Write out once more the lines running from the top of the entries below to the line with "Tag the white sea", both ends included.
Source material below:
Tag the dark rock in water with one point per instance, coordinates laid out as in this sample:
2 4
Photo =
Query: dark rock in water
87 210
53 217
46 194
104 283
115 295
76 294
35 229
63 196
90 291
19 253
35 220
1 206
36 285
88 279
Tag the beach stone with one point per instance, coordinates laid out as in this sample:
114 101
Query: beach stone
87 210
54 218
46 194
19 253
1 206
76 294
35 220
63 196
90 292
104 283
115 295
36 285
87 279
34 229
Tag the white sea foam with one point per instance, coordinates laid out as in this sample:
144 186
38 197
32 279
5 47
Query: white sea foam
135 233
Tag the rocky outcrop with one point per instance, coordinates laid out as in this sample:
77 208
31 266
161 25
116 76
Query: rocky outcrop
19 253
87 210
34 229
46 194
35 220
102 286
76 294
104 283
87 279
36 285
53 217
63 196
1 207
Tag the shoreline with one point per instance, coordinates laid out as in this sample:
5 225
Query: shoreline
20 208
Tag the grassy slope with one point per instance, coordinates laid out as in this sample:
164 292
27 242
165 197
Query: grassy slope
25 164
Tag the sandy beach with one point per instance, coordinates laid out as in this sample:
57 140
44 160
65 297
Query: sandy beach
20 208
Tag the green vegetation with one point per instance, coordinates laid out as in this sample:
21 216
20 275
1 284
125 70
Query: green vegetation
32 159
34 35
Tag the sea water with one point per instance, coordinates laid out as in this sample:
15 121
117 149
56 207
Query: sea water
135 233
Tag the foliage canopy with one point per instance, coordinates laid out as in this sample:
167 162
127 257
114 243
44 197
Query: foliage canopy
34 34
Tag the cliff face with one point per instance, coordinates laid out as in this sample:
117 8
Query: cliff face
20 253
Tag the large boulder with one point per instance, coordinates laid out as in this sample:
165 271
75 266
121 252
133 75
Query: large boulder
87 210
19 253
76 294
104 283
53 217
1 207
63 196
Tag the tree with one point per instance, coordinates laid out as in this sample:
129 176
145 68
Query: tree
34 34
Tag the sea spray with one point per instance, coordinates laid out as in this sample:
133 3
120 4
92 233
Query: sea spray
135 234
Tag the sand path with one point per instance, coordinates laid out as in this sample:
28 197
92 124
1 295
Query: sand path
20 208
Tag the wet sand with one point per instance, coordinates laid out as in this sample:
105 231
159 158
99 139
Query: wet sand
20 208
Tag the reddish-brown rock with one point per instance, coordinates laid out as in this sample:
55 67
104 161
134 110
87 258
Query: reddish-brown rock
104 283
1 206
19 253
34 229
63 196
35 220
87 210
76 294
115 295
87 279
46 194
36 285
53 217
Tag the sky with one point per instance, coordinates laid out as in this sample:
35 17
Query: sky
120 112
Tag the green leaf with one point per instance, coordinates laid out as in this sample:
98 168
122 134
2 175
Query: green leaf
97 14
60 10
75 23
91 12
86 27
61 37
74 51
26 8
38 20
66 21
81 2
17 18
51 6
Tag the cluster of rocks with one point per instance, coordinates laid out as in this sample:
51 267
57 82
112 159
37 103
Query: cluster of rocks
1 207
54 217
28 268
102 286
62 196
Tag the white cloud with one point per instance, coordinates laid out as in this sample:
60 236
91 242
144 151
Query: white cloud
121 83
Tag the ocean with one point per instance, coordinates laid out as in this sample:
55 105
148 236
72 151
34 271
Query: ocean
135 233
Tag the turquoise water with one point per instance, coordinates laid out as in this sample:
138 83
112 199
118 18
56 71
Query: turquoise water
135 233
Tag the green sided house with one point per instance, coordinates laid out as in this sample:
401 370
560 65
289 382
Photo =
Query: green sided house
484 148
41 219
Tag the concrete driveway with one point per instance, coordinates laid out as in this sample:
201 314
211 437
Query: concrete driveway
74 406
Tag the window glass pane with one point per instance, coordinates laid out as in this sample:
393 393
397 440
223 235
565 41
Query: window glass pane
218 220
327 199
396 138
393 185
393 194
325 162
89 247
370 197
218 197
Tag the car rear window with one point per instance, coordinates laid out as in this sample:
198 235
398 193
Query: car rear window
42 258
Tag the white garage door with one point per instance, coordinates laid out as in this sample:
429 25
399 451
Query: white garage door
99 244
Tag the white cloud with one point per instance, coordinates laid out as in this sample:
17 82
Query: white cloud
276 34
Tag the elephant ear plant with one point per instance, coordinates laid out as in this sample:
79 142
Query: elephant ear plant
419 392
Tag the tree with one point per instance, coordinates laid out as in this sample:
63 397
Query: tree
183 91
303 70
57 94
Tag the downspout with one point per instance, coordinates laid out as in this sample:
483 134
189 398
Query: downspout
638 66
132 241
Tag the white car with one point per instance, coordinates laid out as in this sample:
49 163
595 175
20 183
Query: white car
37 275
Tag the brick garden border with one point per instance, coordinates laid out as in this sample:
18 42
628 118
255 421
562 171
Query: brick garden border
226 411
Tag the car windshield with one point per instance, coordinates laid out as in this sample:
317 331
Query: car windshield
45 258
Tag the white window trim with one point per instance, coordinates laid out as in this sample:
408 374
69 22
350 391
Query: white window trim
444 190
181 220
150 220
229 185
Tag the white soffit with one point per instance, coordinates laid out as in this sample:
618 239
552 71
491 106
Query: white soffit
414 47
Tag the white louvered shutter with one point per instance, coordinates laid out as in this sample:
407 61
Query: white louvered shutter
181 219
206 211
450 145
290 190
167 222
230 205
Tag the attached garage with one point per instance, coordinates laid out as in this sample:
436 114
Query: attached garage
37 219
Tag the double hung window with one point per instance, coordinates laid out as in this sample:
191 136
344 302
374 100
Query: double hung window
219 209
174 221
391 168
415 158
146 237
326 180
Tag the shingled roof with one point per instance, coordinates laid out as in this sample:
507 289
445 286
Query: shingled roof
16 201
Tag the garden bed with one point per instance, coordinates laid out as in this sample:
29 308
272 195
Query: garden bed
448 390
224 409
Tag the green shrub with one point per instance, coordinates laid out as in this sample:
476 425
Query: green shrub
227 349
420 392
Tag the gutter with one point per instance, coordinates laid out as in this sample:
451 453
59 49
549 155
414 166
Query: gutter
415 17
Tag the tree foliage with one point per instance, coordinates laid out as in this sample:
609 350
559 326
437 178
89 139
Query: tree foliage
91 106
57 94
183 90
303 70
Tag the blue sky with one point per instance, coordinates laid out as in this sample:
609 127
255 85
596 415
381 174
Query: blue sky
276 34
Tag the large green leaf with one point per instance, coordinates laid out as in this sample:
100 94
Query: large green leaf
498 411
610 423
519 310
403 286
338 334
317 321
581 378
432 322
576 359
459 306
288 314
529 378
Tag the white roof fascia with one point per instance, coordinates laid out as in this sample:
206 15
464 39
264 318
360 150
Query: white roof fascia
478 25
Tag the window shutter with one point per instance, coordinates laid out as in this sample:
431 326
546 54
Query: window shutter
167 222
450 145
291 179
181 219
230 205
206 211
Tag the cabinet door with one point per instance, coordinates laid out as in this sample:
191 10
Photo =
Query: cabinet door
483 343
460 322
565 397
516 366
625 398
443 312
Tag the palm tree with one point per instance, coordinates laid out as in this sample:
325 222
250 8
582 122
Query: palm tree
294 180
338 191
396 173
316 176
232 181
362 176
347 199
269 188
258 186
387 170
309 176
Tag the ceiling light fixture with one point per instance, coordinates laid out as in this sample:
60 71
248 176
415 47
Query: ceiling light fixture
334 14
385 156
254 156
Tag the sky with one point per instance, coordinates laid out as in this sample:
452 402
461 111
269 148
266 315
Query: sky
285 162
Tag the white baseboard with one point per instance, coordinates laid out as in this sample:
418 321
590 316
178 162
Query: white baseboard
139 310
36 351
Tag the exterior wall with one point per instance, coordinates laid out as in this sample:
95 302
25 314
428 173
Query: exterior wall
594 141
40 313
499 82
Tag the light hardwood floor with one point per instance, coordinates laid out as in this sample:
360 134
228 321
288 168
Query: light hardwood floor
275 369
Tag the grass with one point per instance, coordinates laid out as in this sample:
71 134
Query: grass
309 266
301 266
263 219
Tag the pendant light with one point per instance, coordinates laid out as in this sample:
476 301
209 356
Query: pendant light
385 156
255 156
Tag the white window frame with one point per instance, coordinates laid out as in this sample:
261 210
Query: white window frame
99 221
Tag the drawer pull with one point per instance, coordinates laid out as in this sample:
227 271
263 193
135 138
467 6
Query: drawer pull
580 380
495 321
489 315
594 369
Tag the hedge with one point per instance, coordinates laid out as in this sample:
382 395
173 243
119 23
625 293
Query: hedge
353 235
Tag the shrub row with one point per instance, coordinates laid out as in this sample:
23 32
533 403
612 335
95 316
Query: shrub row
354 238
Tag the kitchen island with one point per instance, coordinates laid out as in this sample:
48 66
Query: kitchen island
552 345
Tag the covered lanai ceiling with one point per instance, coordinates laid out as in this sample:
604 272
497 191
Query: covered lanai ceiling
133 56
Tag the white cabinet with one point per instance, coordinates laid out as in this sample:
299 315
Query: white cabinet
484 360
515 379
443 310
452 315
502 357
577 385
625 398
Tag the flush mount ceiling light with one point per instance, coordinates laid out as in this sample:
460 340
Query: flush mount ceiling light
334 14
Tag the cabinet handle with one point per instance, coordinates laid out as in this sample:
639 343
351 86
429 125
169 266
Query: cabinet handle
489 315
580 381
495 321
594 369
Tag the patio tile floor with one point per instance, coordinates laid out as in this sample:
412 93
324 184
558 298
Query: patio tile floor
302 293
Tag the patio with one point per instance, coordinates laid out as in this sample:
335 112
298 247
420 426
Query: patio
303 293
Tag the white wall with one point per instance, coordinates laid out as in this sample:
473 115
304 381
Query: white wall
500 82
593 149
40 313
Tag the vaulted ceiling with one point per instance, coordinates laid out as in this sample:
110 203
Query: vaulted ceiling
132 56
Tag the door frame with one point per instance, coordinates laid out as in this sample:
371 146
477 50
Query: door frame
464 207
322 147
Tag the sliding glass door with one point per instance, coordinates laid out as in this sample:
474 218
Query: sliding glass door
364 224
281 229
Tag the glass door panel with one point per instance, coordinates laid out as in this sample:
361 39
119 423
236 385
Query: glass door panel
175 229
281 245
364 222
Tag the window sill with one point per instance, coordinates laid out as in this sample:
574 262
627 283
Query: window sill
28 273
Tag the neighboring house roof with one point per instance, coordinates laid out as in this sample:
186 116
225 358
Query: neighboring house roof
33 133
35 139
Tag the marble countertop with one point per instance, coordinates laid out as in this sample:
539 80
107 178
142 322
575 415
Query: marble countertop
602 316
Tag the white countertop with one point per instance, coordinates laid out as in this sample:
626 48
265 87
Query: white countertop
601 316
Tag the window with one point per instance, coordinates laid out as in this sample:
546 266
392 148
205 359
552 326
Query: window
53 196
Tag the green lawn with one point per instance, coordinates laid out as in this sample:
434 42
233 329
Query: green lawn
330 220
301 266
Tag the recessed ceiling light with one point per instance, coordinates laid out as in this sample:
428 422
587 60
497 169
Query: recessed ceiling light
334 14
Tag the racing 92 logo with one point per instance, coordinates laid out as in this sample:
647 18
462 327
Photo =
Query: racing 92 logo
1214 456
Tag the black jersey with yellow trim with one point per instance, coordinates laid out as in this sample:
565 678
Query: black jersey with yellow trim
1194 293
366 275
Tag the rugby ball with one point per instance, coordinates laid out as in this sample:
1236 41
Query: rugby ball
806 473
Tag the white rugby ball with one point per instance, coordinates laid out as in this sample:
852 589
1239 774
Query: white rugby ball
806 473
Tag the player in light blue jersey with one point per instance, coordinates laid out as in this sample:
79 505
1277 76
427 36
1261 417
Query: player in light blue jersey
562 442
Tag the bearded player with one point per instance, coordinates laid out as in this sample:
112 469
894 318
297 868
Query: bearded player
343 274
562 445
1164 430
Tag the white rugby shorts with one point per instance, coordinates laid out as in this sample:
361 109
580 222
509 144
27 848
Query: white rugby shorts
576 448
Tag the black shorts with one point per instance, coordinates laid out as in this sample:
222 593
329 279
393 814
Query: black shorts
End of Source material.
Expected answer →
Tag the dark rock in water with one point per instance, coordinates laid out as in this sample:
2 4
Photo =
Query: dark rock in water
87 210
53 217
46 194
104 283
115 295
76 294
35 229
63 196
90 291
19 253
35 220
1 206
36 285
88 279
Tag the beach stone with one point per instance, coordinates laid out as in this sample:
114 101
Query: beach stone
87 210
54 218
46 194
19 253
1 206
76 294
35 220
63 196
90 292
104 283
115 295
36 285
87 279
34 229
Tag the white sea foam with one point per instance, coordinates laid out as in this sample:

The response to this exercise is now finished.